## Your goal:
Scan the lines below and report each one containing "instance" by copying it.

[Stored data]
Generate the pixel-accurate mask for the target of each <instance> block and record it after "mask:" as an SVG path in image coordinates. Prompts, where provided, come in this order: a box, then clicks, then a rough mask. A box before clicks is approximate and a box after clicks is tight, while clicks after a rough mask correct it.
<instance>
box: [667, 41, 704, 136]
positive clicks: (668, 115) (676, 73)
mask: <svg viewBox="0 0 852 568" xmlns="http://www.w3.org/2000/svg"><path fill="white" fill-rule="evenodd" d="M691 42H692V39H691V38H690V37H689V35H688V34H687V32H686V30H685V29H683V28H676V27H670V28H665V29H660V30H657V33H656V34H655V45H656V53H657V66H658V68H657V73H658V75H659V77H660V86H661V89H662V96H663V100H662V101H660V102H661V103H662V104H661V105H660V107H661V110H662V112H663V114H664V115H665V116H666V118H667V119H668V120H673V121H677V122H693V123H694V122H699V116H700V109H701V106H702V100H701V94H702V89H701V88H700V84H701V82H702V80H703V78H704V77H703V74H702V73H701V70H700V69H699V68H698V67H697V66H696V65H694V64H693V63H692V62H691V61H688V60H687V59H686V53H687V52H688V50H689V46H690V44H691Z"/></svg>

## Final answer:
Generate the pixel-accurate mask for the target of each <instance> block and record it after "mask:" as an SVG path in image coordinates. Prompts, where provided, come in this order: a box, then clicks, then a rough mask. A box before clicks is approximate and a box after clicks is tight, while clicks after a rough mask correct it.
<instance>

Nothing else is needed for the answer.